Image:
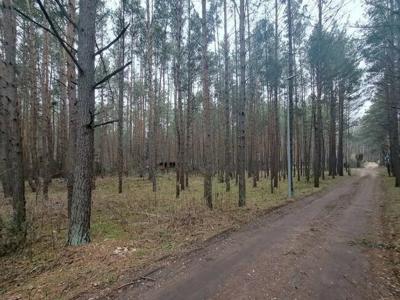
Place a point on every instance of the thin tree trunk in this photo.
(241, 133)
(10, 92)
(207, 110)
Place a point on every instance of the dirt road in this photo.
(322, 247)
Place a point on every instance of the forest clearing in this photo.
(187, 149)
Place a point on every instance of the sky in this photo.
(351, 13)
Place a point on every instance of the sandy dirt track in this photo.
(321, 247)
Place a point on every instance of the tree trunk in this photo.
(207, 110)
(72, 106)
(241, 132)
(79, 225)
(10, 93)
(121, 100)
(226, 106)
(341, 130)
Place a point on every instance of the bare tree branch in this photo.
(46, 15)
(105, 123)
(40, 26)
(65, 13)
(107, 77)
(113, 41)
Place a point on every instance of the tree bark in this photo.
(79, 225)
(241, 133)
(10, 93)
(207, 110)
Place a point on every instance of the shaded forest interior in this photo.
(188, 112)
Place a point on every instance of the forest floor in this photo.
(340, 244)
(132, 232)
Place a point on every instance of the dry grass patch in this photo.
(129, 231)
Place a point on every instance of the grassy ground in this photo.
(129, 231)
(391, 216)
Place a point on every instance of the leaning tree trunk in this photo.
(207, 111)
(72, 103)
(121, 103)
(226, 105)
(241, 132)
(79, 225)
(10, 93)
(341, 130)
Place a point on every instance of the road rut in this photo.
(315, 248)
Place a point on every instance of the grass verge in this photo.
(129, 231)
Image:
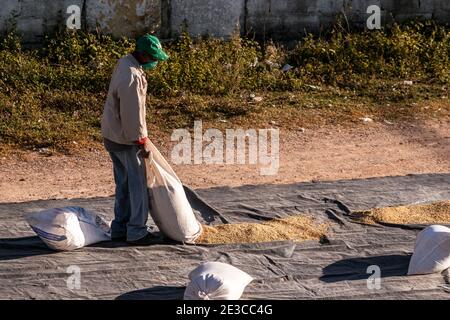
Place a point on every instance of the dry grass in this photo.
(298, 228)
(434, 213)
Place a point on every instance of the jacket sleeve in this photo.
(132, 97)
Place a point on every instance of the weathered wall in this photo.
(33, 18)
(277, 19)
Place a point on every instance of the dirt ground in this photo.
(366, 150)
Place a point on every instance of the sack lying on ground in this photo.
(216, 281)
(431, 251)
(69, 228)
(168, 204)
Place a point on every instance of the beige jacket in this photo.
(123, 118)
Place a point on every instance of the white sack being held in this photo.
(431, 251)
(69, 228)
(169, 206)
(216, 281)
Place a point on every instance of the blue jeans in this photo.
(131, 202)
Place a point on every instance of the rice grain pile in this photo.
(433, 213)
(298, 228)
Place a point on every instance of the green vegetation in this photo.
(54, 95)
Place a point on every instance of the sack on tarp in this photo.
(69, 228)
(216, 281)
(431, 251)
(169, 206)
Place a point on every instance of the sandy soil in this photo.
(367, 150)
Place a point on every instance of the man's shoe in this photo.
(150, 238)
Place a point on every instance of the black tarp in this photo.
(333, 269)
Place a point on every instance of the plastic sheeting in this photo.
(334, 269)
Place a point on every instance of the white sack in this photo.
(69, 228)
(216, 281)
(431, 251)
(169, 206)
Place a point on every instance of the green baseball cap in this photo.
(151, 45)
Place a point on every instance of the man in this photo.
(124, 131)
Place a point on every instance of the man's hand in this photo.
(145, 149)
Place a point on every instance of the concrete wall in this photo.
(276, 19)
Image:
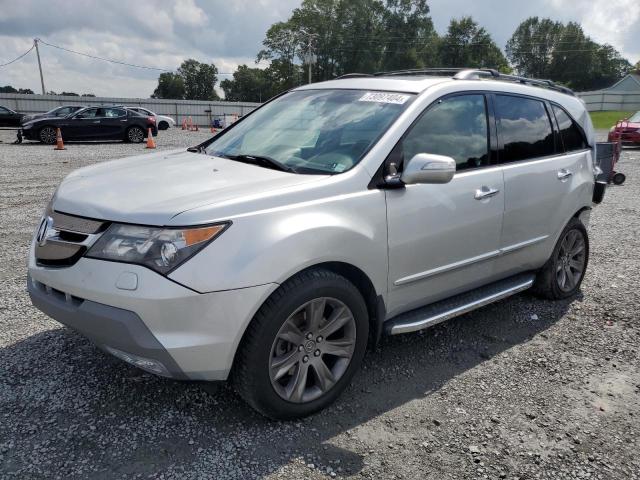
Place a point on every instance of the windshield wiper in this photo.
(260, 160)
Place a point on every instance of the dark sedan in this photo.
(92, 123)
(62, 111)
(9, 118)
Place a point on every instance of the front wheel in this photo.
(47, 135)
(303, 346)
(562, 275)
(135, 135)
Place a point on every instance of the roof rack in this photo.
(477, 74)
(421, 71)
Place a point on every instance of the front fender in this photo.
(270, 246)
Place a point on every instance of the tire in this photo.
(135, 134)
(47, 135)
(618, 178)
(261, 376)
(568, 261)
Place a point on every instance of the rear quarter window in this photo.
(570, 133)
(524, 128)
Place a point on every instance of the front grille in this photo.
(65, 238)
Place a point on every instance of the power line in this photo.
(102, 58)
(17, 58)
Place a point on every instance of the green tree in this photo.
(170, 85)
(466, 44)
(530, 48)
(199, 80)
(410, 40)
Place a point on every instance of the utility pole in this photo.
(35, 42)
(310, 38)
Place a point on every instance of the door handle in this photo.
(485, 192)
(564, 174)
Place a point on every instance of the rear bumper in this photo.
(154, 323)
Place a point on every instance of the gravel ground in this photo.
(520, 389)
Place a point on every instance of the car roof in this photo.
(417, 82)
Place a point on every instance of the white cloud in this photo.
(188, 13)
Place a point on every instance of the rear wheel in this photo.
(303, 346)
(47, 135)
(562, 275)
(135, 135)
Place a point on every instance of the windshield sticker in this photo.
(383, 97)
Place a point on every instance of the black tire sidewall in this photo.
(129, 131)
(263, 396)
(557, 292)
(40, 136)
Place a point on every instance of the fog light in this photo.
(143, 363)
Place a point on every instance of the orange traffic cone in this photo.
(150, 142)
(59, 144)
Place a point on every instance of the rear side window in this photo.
(455, 127)
(571, 135)
(525, 128)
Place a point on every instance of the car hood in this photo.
(152, 189)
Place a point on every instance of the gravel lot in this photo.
(521, 389)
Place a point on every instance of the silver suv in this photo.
(273, 254)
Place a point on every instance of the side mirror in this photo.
(428, 168)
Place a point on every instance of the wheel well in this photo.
(375, 304)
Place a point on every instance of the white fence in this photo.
(200, 111)
(608, 100)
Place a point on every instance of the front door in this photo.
(444, 239)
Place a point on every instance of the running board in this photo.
(452, 307)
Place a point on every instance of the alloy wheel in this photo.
(48, 135)
(312, 350)
(571, 260)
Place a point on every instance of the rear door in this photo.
(540, 181)
(82, 125)
(113, 123)
(444, 239)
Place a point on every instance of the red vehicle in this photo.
(627, 131)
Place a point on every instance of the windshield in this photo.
(313, 131)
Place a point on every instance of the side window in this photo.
(455, 127)
(571, 135)
(90, 113)
(524, 128)
(114, 112)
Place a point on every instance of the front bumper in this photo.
(147, 319)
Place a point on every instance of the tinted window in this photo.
(570, 133)
(455, 127)
(90, 113)
(525, 129)
(114, 112)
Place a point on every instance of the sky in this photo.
(162, 33)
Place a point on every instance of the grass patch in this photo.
(606, 120)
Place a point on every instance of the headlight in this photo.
(161, 249)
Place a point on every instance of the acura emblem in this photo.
(43, 230)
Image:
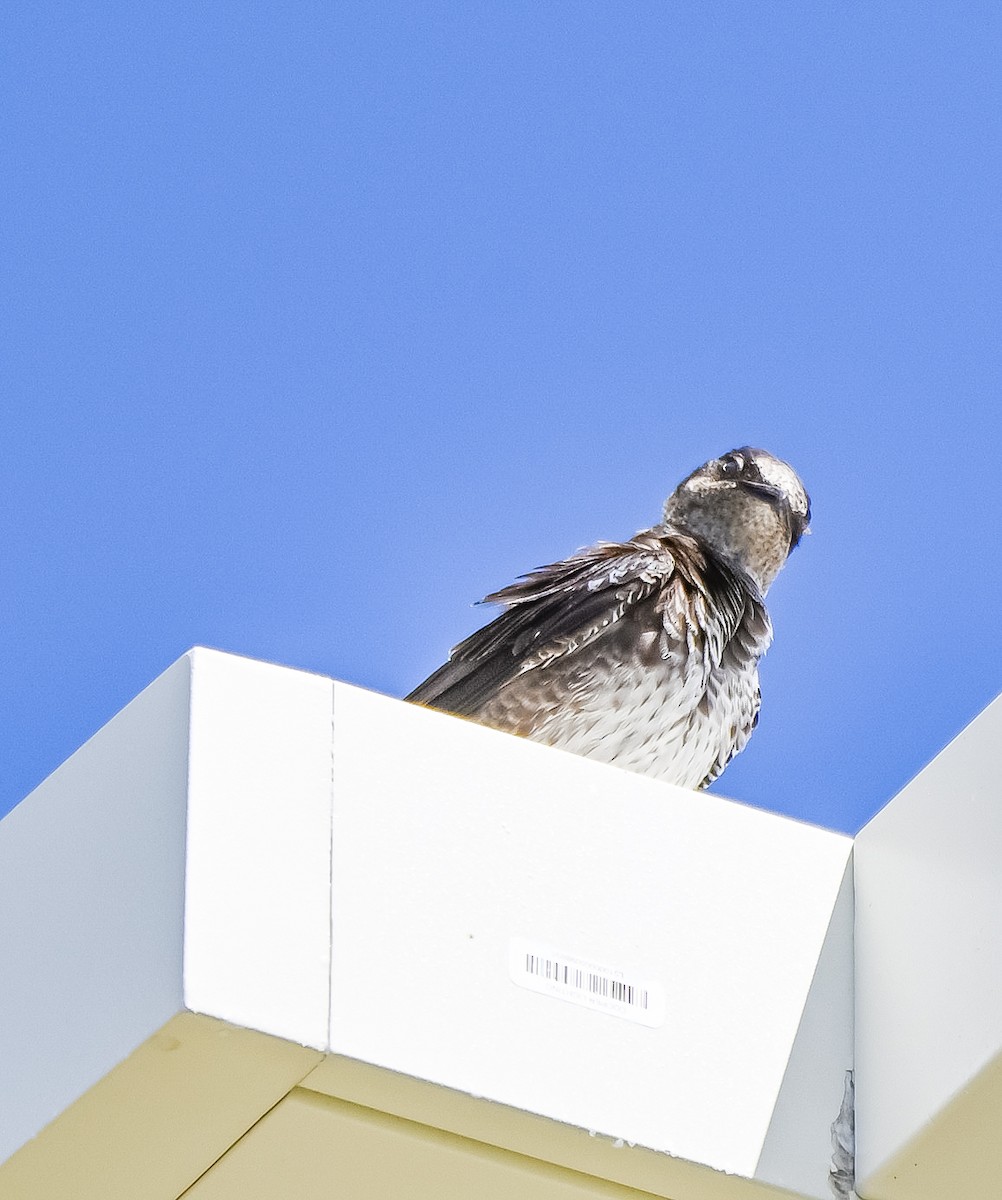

*****

# Task objective
Show every line of the records above that contains the word "roof".

# Full output
Place a point on every instance of the roof rack in this photo.
Place a point on every instance of the car roof in this photo.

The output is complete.